Print each line of the listing once more, precisely as given.

— Start INPUT FOR THIS TASK —

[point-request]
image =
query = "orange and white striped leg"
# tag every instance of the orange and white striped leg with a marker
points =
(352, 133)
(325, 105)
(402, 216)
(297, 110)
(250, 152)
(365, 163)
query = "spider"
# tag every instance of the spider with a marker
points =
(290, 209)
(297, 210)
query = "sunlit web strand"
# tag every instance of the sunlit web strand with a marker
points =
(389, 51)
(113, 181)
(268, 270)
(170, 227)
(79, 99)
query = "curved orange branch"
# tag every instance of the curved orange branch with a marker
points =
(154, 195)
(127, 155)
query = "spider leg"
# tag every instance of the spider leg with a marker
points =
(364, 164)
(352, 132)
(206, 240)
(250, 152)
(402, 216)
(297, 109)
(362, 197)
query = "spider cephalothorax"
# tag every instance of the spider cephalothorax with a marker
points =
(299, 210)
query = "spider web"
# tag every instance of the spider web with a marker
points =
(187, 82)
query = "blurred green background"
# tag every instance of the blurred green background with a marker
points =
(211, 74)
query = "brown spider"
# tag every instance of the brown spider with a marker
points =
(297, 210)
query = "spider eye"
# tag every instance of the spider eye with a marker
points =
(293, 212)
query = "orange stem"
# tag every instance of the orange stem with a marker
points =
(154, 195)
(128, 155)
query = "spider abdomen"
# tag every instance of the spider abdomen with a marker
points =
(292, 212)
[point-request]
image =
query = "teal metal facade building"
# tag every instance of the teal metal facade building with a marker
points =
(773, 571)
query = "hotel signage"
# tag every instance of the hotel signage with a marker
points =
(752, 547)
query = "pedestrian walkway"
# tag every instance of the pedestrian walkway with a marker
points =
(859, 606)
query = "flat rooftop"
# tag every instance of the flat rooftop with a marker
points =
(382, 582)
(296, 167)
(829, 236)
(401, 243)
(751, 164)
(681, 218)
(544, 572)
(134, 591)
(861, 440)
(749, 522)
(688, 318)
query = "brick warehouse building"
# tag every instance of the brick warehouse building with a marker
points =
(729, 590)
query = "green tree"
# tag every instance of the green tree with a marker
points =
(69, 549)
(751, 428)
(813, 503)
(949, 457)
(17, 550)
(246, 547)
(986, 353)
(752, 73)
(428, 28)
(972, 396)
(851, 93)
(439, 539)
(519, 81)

— End INPUT FOR THIS TASK —

ANSWER FOR THE TASK:
[point-request]
image =
query = "orange and white striped leg"
# tag every instance of the orange and white striped leg with a marker
points =
(352, 133)
(325, 105)
(402, 216)
(297, 110)
(250, 152)
(365, 163)
query = "spider"
# tag every instance of the spider with a marker
points =
(290, 209)
(297, 210)
query = "sunlit web strand"
# tag every instance of the sunlit web strand with a marker
points =
(389, 51)
(113, 181)
(268, 270)
(170, 227)
(79, 99)
query = "curved orange branch"
# tag every instance of the curved orange branch with a marker
points =
(154, 195)
(127, 155)
query = "spider leg"
# tag every instance of the spider leg with a marker
points =
(364, 164)
(352, 132)
(206, 240)
(250, 152)
(402, 216)
(297, 109)
(362, 197)
query = "spider cephalothorax"
# tag every instance of the spider cephalothorax with a marker
points =
(299, 210)
query = "spider web"
# tag every instance of the spider web with a marker
points =
(187, 82)
query = "blurred green background"
# tag every instance of the blurred green background with a marker
points =
(211, 74)
query = "brown spider"
# tag every instance of the brown spider with a marker
points =
(297, 210)
query = "spider eye"
# tag every instance of the spider eye with a marker
points =
(293, 212)
query = "orange stem"
# tag every instance of the orange stem with a marker
points =
(154, 195)
(128, 155)
query = "spider abdomen"
# tag every instance of the spider abdomen with a marker
points =
(292, 212)
[point-request]
image =
query = "teal metal facade building"
# tag every instance of the teal metal facade building with a marker
points =
(773, 571)
query = "hotel signage"
# tag every instance of the hotel signage with a marker
points =
(752, 547)
query = "pedestrian walkway"
# tag every instance of the pedestrian walkway with a marker
points =
(859, 606)
query = "flat rooftop"
# tag every instance of the flat rooftop with a marker
points =
(382, 582)
(296, 167)
(829, 236)
(401, 243)
(751, 164)
(681, 218)
(544, 572)
(134, 591)
(861, 440)
(749, 522)
(688, 318)
query = "brick warehouse building"
# tag every instance of the brick warehouse building with a marker
points =
(729, 590)
query = "green tree"
# tag every instance of the green tree with a marker
points =
(69, 549)
(751, 428)
(813, 503)
(949, 457)
(17, 550)
(246, 547)
(986, 353)
(752, 73)
(428, 28)
(972, 396)
(851, 93)
(439, 539)
(519, 81)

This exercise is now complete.